→ **Direction A**
Rewrite the part of the records that opens with the line containing "Exercise. Put one point on each instance of the limestone" and closes with the line containing "point(310, 59)", swapping "limestone cliff face" for "rocky cliff face" and changing nothing else. Give back only those lines.
═════ Page extract
FULL TEXT OF THE ITAT JUDGEMENT

1. This appeal is filed by the ld AO against the order of the ld CIT(A)-17, New Delhi dated 04.01.2017 for the Assessment Year 2012-13, wherein, the addition of Rs. 2,05,85,062/- on account of unexplained expenditure u/s 69C and profit on sale of flat is deleted.

2. The brief facts of the case shows that the assessee filed his return of income on 29.09.2012 declaring total income of Rs. 14,69,573/-. During the course of assessment proceedings the ld AO considered the income of collaboration on real estate as per para No. 4.7 of his order and made the addition of Rs. 2,05,85,062/- on account of net of understatement of sale consideration as well as understatement of expenditure from the collaboration agreement. The reasons given by the ld AO are as under:-

“4.7 Addition on account of collaboration

During the year under consideration, the assessee entered a collaboration agreement with Mrs. Shashi Soni w/o Lt. Sh. Madan Mohan Soni for developing residential flats consisting 5 floors including basement at Plot no.C-3/256, Janak Puri, New Delhi. The size of the Plot was 142.53 sq.mt. and on the plot 5 floors was constructed after demolishing the old structure. The portion of the collaborate agreement is reproduced as follows:

“NOW THEREFORE IT IS HEREBY AGREED, DECLARED, AND CONVEYED BY AND BETWEEN THE PARTIES HERETO AS FOLLOWS;-

1. That the subject matter of this collaboration agreement between the First Party and the Second Party is the existing property bearing No.C-3/256, measuring 142.53 sq.mtrs., situated at Janak Puri, New Delhi, for utilizing the same for construction of the new/fresh building consisting of Basement, Ground Floor, First Floor, Second Floor & Third Floor.

2. That the Developers/Builders/Second Party undertakes to develop the “Said Property at his own cost and expenses and with his resources and it is further mutually agreed that the First Party/Owner shall not claim for the further price/cost of the land except the amount being paid here with and Developer/Builder/Second Party shall not claim any amount for the cost of the construction.

3. That it is hereby agreed between the First Party/Owner and the Developers /Builder /Second Patty that the entire financial commitment for the development of the “said property’ and construction of flats over it will be exclusively the full responsibility of the Developer/Builder/Second Party and the First Party/Owner shall not invest any amount at any time whatsoever or be responsible for any consequences as a result of this new construction.

4. That after demolishing the existing building by the first party, the Developer/Builder/Second Party shall construct the building comprising of basement Ground Floor, First Floor, and Third Floor as per specification detailed in the annexure attached hereto And the old material/malba shall be on account of the Second Party.
══════════
═════ Provided records
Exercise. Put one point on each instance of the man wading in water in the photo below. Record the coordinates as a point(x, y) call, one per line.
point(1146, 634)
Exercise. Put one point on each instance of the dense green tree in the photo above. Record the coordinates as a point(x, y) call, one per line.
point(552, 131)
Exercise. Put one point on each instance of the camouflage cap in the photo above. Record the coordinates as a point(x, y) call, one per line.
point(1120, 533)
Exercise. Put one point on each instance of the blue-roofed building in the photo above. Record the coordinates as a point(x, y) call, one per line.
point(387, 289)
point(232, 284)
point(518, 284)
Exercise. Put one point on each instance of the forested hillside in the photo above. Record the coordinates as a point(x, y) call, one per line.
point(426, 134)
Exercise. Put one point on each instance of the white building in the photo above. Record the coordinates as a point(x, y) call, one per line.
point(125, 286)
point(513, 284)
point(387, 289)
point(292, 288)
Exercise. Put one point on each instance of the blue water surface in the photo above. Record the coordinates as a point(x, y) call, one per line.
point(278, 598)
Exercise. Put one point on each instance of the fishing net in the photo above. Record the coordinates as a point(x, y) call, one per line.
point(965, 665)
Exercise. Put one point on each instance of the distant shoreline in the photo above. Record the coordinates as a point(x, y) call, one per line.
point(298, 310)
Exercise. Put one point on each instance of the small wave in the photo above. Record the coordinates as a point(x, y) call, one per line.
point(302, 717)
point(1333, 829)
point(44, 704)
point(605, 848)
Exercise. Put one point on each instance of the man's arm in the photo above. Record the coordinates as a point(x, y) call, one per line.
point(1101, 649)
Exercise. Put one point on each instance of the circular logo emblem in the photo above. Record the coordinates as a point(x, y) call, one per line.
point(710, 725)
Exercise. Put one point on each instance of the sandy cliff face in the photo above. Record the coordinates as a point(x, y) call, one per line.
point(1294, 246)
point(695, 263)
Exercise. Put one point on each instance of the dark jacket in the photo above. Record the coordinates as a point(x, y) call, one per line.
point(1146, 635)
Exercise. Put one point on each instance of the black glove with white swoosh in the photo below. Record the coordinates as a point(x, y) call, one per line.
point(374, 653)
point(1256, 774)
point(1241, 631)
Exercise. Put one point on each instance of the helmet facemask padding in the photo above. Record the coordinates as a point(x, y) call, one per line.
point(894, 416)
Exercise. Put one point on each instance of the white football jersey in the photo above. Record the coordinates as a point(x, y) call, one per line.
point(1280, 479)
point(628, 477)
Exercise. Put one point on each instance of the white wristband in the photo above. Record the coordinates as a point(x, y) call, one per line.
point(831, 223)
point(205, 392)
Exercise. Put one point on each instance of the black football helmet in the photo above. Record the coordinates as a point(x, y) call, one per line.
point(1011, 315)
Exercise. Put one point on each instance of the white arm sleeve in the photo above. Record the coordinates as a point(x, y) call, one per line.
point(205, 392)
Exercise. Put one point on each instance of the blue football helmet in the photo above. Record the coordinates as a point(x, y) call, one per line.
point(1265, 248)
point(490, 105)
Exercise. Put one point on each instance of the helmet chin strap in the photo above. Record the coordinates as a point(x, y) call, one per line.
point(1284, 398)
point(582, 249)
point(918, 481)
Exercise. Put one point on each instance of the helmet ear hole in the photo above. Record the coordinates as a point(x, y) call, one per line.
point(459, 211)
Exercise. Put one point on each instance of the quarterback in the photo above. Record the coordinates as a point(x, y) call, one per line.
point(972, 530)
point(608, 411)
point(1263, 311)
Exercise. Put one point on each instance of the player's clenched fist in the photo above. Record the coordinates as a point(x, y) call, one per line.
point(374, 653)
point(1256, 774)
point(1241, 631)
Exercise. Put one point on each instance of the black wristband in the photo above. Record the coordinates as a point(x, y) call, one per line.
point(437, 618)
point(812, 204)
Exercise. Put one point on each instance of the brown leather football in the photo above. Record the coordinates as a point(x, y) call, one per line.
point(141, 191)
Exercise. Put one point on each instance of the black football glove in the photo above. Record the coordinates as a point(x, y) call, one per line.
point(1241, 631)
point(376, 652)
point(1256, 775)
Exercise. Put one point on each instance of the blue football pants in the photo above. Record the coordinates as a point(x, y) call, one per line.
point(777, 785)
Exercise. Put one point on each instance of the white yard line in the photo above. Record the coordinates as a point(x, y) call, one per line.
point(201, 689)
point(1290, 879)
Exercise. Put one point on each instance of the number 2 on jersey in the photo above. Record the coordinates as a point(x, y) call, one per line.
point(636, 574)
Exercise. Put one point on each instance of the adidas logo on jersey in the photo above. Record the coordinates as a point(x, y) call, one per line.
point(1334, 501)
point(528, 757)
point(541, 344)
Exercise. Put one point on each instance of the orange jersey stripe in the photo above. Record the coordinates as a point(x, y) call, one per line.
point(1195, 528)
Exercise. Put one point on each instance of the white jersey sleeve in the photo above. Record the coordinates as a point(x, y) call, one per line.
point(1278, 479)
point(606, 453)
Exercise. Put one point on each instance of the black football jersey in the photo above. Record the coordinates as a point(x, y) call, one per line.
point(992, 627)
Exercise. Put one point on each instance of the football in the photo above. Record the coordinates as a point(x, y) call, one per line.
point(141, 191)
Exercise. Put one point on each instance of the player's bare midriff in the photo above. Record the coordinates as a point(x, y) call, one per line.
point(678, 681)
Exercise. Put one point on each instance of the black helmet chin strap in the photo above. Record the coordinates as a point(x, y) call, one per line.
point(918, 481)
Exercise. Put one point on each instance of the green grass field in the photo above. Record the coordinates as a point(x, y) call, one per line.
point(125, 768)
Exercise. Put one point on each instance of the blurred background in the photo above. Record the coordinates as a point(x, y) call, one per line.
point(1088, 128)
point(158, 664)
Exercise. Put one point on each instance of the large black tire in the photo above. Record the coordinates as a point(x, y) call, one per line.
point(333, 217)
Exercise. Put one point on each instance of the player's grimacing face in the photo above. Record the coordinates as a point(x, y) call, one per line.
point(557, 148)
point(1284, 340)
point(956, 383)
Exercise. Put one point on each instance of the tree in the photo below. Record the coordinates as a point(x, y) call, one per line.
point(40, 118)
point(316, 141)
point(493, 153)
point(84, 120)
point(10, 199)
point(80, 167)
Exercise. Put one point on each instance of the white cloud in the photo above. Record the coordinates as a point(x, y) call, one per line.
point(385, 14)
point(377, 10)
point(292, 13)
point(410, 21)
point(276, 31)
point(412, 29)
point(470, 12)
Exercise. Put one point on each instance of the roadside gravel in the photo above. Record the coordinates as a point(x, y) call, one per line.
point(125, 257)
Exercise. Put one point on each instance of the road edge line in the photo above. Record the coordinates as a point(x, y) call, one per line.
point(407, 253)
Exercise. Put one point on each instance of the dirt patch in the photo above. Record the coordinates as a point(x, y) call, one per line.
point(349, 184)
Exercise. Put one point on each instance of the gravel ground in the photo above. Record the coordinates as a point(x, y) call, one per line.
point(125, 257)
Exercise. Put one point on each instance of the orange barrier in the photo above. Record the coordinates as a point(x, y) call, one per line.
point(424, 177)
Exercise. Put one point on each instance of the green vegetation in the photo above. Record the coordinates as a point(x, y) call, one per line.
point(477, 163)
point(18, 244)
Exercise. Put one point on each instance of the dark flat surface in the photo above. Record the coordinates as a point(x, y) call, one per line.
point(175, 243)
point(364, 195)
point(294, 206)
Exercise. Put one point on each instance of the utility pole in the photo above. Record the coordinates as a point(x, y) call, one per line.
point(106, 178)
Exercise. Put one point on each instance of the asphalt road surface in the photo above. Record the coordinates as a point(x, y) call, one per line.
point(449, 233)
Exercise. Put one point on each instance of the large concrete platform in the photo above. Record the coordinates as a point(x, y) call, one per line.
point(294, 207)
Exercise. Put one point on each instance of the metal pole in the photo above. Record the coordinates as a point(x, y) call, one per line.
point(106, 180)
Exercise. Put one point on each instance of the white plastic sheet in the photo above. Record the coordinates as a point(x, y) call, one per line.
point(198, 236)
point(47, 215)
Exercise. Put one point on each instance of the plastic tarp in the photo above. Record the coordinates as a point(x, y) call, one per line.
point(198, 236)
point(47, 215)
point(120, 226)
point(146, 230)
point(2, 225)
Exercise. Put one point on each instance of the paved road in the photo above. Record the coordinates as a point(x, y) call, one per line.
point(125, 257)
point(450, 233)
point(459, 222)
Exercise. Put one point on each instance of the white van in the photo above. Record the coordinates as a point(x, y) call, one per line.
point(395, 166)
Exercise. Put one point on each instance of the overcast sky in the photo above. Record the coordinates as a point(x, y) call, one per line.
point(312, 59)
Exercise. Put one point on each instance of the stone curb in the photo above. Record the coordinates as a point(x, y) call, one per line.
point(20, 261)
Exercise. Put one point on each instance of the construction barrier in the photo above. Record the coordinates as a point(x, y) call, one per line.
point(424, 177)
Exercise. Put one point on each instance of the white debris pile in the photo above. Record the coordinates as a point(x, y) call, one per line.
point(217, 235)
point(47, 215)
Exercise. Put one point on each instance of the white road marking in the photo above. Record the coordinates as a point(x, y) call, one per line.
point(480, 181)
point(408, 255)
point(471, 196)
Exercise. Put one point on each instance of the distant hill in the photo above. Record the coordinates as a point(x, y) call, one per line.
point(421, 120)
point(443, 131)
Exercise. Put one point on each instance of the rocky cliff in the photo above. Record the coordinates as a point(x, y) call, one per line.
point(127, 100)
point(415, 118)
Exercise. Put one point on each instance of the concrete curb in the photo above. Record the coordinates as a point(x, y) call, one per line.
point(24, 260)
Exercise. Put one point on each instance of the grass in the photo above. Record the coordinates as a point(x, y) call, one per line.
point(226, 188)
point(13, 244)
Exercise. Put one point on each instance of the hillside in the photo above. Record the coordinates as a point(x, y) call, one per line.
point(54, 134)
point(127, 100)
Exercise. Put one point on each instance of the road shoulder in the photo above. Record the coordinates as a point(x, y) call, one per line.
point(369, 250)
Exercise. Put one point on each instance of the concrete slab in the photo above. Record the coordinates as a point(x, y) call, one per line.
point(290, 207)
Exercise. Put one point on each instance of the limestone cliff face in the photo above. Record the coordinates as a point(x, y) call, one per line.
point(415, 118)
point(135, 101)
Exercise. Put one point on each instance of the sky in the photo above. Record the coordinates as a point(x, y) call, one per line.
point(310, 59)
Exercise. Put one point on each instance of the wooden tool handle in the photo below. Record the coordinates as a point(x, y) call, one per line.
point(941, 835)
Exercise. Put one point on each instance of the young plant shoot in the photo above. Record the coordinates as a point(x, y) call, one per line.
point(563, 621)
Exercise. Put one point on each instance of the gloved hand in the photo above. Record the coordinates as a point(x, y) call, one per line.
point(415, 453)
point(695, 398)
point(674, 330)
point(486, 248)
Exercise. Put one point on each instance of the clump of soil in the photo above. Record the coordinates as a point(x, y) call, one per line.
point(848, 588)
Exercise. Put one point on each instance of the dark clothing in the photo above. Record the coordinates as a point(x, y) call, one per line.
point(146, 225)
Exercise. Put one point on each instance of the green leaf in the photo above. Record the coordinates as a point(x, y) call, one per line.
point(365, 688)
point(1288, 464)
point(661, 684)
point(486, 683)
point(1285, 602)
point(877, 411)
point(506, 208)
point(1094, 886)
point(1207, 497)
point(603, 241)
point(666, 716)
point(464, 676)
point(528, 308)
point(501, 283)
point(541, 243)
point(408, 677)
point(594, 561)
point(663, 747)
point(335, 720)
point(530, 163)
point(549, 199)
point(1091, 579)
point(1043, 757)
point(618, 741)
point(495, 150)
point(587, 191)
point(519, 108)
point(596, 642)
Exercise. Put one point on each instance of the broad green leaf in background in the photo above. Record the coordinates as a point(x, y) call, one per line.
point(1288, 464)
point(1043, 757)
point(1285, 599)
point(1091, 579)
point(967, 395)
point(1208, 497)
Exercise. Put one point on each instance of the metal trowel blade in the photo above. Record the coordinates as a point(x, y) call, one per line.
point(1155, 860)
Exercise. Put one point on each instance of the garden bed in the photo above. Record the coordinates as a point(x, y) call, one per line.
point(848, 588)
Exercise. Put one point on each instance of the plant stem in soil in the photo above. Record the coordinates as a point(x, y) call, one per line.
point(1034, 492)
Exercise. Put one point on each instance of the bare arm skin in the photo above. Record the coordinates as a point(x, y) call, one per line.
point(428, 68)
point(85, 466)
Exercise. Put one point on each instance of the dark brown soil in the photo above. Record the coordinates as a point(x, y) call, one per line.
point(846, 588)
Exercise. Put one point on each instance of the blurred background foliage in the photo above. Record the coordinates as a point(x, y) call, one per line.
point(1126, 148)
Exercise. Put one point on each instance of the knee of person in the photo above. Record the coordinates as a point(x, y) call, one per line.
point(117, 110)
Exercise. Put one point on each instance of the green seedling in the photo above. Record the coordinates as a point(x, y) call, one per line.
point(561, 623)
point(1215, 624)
══════════
→ **Direction B**
In the ITAT judgement, on what date did the assessee file the return of income?

→ **Expected output A**
Exercise. Put one point on each instance of the rocky cliff face in the photo above. Record the coordinates as a point(x, y) call, one per line.
point(415, 118)
point(135, 101)
Exercise. Put one point on each instance of the sky in the photo above. Record the coordinates as a point(x, y) call, one per line.
point(310, 59)

→ **Expected output B**
29.09.2012